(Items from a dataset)
*-*-*

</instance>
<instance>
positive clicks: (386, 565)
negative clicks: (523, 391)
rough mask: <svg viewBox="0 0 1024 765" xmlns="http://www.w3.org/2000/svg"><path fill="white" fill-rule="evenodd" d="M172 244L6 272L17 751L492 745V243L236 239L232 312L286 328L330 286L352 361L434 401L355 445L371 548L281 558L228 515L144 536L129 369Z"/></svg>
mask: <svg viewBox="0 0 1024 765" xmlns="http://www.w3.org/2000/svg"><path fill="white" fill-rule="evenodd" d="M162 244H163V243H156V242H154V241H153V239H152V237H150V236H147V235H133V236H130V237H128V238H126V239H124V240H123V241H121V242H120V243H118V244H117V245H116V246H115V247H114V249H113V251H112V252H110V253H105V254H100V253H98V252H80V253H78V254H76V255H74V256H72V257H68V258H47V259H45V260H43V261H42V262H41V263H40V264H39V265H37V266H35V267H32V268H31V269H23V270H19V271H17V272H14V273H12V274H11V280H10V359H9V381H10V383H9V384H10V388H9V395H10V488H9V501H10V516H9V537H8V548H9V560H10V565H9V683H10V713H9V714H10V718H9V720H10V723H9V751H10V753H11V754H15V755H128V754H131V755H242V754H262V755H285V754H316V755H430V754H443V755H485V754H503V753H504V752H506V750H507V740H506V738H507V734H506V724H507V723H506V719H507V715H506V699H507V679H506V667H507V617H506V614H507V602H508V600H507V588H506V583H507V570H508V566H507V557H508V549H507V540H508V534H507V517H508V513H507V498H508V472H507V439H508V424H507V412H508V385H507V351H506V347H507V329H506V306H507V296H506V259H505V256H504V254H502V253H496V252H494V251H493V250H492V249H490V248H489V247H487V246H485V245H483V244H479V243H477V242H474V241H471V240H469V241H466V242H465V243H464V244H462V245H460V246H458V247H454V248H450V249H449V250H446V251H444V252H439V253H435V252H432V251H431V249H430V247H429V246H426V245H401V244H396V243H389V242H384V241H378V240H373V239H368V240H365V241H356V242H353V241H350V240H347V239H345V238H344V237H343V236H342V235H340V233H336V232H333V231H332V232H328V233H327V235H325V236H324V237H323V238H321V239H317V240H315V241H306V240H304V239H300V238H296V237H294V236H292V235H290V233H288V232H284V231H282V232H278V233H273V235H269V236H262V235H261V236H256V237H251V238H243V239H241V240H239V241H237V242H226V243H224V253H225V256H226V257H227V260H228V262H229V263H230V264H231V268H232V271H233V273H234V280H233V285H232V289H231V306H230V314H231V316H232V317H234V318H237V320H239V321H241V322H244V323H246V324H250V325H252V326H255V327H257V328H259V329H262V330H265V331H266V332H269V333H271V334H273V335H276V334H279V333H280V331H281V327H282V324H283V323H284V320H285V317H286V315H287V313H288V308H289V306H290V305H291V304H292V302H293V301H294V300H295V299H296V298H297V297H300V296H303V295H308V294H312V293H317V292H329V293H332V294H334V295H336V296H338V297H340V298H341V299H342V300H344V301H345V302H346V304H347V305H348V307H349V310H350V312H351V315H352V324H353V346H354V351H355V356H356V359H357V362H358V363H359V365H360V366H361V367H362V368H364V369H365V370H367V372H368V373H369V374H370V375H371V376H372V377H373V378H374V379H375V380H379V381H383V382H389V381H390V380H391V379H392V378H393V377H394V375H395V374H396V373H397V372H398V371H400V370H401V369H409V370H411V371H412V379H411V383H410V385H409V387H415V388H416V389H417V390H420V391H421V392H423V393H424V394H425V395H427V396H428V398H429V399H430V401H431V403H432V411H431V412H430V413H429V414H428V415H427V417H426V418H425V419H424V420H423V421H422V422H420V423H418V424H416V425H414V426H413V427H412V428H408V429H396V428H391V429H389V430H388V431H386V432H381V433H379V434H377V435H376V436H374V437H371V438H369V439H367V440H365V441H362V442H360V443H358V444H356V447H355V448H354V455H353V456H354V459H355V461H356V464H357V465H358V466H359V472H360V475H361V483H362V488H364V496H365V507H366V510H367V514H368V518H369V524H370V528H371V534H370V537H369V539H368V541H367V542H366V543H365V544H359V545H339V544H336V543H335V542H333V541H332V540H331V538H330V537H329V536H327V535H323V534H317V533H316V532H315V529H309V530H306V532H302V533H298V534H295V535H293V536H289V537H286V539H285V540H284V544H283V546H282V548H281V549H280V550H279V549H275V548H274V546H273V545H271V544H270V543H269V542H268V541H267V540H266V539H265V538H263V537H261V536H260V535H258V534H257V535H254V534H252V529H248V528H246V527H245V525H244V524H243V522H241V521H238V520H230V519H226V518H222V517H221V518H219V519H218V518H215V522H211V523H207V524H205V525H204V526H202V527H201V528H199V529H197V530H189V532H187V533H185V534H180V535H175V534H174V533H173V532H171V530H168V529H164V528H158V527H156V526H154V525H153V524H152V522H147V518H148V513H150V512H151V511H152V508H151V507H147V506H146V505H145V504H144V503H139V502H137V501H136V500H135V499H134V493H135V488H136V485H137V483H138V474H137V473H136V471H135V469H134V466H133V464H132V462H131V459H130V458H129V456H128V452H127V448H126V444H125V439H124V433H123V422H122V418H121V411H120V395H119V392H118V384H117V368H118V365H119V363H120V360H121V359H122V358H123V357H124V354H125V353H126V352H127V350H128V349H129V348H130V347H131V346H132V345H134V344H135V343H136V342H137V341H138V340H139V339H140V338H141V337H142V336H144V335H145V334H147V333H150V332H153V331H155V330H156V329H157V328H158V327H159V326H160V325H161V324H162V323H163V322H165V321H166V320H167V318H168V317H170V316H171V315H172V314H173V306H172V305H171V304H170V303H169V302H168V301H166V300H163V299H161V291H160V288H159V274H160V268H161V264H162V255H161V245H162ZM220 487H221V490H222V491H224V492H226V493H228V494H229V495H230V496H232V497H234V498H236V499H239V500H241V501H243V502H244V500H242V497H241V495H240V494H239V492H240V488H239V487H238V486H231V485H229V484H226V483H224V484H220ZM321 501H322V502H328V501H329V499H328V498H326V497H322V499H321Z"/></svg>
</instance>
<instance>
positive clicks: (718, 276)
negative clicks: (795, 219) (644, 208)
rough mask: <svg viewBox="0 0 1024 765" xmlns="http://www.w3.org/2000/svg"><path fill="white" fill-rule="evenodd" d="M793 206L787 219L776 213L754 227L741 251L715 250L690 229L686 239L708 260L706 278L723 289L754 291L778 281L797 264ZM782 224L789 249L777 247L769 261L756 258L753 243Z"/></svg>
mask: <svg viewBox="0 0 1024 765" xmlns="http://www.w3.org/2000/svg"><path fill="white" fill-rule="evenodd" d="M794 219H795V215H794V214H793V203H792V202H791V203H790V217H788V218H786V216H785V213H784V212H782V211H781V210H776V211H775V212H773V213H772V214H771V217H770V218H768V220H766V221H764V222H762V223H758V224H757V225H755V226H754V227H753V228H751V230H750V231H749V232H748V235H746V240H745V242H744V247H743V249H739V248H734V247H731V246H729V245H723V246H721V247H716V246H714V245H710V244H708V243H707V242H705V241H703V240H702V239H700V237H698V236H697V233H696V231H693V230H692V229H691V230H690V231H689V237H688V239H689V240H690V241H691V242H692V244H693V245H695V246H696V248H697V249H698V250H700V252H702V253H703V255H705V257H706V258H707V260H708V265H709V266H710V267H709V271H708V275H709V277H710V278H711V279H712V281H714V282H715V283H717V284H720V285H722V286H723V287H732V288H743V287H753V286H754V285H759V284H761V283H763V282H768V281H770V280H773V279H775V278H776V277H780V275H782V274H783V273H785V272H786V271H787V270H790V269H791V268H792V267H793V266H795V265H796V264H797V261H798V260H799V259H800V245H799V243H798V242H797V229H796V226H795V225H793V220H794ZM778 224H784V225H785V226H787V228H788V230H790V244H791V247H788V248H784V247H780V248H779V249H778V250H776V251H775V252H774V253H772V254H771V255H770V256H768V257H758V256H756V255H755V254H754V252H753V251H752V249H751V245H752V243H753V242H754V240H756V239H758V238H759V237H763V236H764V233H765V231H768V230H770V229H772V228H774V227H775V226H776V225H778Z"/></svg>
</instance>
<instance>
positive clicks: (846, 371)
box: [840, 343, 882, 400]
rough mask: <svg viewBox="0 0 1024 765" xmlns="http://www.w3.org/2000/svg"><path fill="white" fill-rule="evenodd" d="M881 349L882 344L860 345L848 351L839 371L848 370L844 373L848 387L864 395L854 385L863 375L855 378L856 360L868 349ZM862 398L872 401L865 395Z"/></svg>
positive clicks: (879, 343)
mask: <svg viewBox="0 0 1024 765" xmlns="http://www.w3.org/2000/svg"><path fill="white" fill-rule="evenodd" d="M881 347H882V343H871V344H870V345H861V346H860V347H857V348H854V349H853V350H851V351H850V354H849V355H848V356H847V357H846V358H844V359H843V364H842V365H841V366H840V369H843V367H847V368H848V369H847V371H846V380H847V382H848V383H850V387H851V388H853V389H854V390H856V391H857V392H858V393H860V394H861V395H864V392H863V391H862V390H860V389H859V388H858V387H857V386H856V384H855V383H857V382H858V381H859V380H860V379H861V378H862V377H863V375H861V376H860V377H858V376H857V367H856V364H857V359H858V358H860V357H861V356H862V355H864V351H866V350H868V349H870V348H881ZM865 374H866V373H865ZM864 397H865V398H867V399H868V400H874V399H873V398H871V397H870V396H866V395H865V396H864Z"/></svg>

*-*-*

• _Directions_: The lines from the one holding "349L882 344L860 345L848" to the final line of the entries, both included, are what should be output, exactly and alone.

• _Finished task_:
rough mask: <svg viewBox="0 0 1024 765" xmlns="http://www.w3.org/2000/svg"><path fill="white" fill-rule="evenodd" d="M881 349L882 344L860 345L848 351L839 371L848 370L844 373L848 387L864 395L854 385L863 375L855 378L856 360L868 349ZM862 398L872 401L865 395Z"/></svg>
positive clicks: (879, 343)
mask: <svg viewBox="0 0 1024 765" xmlns="http://www.w3.org/2000/svg"><path fill="white" fill-rule="evenodd" d="M881 347H882V343H871V344H870V345H861V346H860V347H857V348H854V349H853V350H851V351H850V354H849V355H848V356H847V357H846V358H844V359H843V364H842V365H841V366H840V369H843V367H847V368H848V369H847V371H846V380H847V382H848V383H850V387H851V388H853V389H854V390H856V391H857V392H858V393H860V394H861V395H864V392H863V391H862V390H860V389H859V388H858V387H857V386H856V384H855V383H857V382H858V381H859V380H860V379H861V378H862V377H863V375H861V376H860V377H858V376H857V367H856V364H857V359H858V358H860V357H861V356H862V355H864V351H866V350H868V349H870V348H881ZM865 374H866V373H865ZM864 397H865V398H867V399H868V400H874V399H873V398H871V397H870V396H866V395H865V396H864Z"/></svg>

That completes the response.